Action item -> Look through the entries for the line containing "One point per instance of the pinstripe". Then output that line and every line after it, exactly, to the end.

======== Information shown

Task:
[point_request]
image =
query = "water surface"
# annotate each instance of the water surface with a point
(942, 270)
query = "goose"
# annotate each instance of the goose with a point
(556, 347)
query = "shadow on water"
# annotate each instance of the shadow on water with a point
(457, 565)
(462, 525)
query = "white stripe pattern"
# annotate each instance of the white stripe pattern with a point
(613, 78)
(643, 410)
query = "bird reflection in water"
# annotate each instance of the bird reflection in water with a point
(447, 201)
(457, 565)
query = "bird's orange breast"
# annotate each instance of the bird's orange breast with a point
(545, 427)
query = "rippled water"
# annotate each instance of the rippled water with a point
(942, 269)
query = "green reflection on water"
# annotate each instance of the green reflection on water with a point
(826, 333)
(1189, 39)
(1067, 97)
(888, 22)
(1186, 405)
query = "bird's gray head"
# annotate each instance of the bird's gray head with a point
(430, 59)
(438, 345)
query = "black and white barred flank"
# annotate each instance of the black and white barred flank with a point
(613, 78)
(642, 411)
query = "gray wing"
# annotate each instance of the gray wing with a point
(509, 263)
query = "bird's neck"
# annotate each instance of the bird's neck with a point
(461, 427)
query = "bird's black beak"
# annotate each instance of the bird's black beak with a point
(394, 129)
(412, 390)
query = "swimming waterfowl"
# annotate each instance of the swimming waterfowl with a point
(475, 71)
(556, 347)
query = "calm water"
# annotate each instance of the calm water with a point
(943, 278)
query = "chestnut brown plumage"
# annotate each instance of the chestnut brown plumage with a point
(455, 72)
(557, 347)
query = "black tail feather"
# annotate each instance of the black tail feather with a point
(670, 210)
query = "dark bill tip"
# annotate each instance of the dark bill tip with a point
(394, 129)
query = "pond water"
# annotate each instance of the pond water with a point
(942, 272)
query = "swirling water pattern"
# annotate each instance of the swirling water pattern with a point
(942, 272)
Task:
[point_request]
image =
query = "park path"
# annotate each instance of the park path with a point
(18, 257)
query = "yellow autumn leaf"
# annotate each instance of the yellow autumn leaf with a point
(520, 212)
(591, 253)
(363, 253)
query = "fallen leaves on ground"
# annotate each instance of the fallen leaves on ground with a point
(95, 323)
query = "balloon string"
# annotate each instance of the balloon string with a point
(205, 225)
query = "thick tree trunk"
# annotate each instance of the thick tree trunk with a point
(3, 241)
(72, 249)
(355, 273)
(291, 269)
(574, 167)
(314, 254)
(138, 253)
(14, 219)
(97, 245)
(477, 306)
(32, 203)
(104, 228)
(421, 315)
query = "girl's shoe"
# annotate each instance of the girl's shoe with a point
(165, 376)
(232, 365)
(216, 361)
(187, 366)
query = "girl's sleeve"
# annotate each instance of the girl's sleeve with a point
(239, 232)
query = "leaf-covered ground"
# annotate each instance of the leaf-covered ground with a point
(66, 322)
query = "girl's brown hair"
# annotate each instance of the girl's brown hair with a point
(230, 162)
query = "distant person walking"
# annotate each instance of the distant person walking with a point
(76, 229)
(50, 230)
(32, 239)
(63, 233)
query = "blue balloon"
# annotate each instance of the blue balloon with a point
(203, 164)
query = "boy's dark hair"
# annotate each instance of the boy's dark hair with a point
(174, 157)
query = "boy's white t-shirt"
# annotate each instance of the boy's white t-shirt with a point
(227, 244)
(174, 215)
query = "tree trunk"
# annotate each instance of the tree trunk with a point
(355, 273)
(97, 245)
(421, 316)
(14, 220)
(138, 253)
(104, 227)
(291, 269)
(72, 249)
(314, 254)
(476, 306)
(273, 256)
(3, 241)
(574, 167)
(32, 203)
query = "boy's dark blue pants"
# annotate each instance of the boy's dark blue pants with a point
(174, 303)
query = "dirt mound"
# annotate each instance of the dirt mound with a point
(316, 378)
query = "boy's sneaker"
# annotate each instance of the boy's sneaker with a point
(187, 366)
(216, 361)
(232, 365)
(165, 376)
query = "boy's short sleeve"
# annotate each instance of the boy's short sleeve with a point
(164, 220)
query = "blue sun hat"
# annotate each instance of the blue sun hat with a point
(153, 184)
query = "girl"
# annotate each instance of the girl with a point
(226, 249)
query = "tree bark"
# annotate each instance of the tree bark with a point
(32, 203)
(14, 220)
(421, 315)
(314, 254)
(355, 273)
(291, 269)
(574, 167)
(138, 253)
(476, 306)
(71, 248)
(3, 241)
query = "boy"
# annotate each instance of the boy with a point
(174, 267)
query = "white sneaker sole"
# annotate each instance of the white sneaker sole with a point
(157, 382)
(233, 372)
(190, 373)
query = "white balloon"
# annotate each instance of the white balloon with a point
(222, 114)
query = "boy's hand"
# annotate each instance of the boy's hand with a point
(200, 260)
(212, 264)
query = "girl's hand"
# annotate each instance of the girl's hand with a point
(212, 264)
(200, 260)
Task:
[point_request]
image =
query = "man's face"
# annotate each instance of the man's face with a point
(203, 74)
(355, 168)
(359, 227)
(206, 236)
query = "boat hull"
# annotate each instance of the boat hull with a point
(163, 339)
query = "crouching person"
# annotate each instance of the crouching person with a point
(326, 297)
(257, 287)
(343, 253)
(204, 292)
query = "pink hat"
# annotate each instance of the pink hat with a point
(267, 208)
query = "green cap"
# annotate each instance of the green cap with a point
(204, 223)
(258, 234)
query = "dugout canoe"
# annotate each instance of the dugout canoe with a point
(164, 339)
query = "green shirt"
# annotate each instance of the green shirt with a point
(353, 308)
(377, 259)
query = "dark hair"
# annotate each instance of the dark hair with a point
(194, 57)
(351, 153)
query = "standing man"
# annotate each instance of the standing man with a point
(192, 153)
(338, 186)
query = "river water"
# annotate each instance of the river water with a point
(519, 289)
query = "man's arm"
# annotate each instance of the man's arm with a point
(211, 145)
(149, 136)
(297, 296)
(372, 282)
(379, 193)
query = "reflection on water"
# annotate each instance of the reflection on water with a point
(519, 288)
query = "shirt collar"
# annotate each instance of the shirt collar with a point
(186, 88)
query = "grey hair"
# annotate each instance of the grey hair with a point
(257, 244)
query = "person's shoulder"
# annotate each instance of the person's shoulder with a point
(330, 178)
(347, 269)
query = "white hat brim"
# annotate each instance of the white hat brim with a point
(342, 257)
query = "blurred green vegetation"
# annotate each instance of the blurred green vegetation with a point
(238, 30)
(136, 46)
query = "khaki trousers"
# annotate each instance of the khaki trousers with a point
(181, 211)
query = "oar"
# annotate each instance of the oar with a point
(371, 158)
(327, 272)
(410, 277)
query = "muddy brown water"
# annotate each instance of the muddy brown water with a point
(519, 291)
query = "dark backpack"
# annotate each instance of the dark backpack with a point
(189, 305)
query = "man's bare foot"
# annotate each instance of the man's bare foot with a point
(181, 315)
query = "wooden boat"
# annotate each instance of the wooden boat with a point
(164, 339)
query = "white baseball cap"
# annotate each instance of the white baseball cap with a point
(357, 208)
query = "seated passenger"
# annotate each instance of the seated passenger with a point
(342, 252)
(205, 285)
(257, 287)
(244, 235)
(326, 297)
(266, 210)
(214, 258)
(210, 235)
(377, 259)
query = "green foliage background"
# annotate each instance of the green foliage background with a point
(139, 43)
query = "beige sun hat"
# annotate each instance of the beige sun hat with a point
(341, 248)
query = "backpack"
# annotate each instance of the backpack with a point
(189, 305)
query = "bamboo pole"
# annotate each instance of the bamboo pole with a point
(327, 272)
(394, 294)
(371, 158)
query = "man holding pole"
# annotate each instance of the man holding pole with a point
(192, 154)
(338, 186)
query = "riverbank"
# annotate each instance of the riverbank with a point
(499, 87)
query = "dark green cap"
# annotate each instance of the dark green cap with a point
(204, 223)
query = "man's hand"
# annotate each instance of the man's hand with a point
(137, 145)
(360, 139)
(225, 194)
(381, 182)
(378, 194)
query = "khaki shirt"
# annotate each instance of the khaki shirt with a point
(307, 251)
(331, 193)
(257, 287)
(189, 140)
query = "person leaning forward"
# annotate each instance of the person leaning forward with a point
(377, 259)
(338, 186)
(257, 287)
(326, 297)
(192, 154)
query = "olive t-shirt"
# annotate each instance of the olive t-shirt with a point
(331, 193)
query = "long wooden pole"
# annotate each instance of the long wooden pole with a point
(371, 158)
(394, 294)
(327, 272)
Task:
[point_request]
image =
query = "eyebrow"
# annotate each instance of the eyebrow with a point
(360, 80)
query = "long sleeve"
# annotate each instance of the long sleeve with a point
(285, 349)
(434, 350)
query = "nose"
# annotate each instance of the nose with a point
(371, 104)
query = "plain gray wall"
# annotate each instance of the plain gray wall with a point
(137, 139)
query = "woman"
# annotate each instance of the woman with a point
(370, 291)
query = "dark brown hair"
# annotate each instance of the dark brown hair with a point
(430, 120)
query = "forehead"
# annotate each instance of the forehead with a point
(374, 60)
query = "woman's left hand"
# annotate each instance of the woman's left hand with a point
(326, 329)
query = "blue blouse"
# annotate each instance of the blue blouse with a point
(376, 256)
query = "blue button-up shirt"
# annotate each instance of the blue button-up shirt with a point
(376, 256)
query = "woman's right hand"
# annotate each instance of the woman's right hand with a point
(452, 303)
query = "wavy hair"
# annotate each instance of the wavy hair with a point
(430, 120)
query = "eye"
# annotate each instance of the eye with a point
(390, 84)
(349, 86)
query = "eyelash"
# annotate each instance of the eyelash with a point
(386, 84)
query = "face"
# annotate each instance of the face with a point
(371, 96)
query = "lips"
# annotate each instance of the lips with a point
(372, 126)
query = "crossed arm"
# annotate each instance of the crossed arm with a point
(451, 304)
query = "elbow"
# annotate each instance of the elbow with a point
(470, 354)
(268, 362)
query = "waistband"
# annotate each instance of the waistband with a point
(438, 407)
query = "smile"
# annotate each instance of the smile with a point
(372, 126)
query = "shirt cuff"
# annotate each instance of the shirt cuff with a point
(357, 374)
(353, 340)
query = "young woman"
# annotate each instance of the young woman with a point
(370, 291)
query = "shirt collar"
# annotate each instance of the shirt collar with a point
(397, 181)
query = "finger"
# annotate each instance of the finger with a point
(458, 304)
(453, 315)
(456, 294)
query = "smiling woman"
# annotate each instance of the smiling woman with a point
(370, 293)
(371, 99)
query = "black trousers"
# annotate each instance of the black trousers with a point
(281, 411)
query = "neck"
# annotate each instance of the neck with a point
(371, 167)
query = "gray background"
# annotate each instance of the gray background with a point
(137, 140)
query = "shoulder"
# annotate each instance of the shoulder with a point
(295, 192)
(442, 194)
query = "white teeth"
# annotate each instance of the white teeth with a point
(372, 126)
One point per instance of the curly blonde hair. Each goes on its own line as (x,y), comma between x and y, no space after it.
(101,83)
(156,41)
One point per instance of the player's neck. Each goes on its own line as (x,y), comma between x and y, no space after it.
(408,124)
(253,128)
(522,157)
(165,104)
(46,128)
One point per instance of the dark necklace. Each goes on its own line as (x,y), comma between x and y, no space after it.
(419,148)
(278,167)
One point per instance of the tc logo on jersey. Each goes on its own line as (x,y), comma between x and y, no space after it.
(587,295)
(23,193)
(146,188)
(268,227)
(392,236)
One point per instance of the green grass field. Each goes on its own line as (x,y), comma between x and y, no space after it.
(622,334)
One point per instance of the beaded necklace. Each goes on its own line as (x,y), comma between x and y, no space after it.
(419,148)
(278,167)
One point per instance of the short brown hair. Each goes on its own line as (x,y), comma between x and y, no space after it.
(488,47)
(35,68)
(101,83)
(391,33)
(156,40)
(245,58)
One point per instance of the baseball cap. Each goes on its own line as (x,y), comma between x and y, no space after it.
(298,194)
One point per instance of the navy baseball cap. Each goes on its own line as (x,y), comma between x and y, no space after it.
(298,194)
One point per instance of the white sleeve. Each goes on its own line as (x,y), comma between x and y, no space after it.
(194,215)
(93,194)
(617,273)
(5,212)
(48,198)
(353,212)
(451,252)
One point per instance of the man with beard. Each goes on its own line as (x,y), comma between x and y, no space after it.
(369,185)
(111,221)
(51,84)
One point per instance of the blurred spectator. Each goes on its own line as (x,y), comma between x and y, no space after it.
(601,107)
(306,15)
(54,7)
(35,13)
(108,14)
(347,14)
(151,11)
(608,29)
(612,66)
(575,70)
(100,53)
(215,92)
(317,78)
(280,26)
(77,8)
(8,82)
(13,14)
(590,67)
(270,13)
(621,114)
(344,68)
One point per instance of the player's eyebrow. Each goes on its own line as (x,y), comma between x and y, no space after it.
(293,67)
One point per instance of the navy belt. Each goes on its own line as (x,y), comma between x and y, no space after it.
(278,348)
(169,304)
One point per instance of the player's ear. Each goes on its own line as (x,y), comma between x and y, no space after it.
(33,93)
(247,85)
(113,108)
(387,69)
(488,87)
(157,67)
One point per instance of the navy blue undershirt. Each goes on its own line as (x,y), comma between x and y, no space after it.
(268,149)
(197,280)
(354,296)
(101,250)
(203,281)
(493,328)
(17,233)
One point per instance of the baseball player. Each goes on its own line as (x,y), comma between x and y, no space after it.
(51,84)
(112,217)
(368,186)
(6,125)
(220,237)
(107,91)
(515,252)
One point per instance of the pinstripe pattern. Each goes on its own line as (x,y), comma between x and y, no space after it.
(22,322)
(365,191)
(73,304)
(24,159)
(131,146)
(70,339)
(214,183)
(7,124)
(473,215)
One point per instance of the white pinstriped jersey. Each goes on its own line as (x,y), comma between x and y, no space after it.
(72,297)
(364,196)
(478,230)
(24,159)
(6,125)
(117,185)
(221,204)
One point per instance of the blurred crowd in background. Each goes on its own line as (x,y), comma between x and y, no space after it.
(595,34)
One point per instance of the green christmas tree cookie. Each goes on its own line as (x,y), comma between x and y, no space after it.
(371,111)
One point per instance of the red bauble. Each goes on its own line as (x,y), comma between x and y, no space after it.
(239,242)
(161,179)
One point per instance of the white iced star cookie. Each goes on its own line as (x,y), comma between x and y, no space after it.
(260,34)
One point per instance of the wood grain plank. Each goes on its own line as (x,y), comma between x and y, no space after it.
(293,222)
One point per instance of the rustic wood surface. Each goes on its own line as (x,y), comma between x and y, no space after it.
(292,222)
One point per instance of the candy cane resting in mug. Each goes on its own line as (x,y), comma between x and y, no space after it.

================

Expected answer ->
One point per instance of the pinstripe pattern. Each goes on its own line as (x,y), comma between x and y, no space after it.
(22,322)
(365,191)
(73,304)
(24,159)
(131,146)
(70,339)
(214,183)
(7,124)
(473,215)
One point per instance of the white pinstriped jersey. Each goes on its own line as (x,y), comma between x and y, no space after it.
(72,297)
(364,196)
(478,230)
(24,159)
(6,125)
(117,185)
(221,204)
One point per instance of the blurred crowd in background. Each goes on its own line as (x,y), comma between x and y, no space after it.
(595,34)
One point per instance of the green christmas tree cookie. Each goes on its own line as (x,y), comma between x and y, no space after it.
(371,111)
One point per instance of the red bauble. Each goes on its own line as (x,y), comma between x and y, no space after it.
(239,242)
(161,179)
One point per instance of the white iced star cookie. Each goes on its own line as (x,y), comma between x and y, no space after it.
(260,34)
One point per instance of the wood grain plank. Each goes on its own line as (x,y), comma between x and y, no space after it.
(293,222)
One point per instance of the rustic wood surface. Each goes on its own line as (x,y), comma between x and y, no space after it.
(292,222)
One point per instance of the candy cane resting in mug. Each goes on its own line as (x,y), comma between x and y, no space after it.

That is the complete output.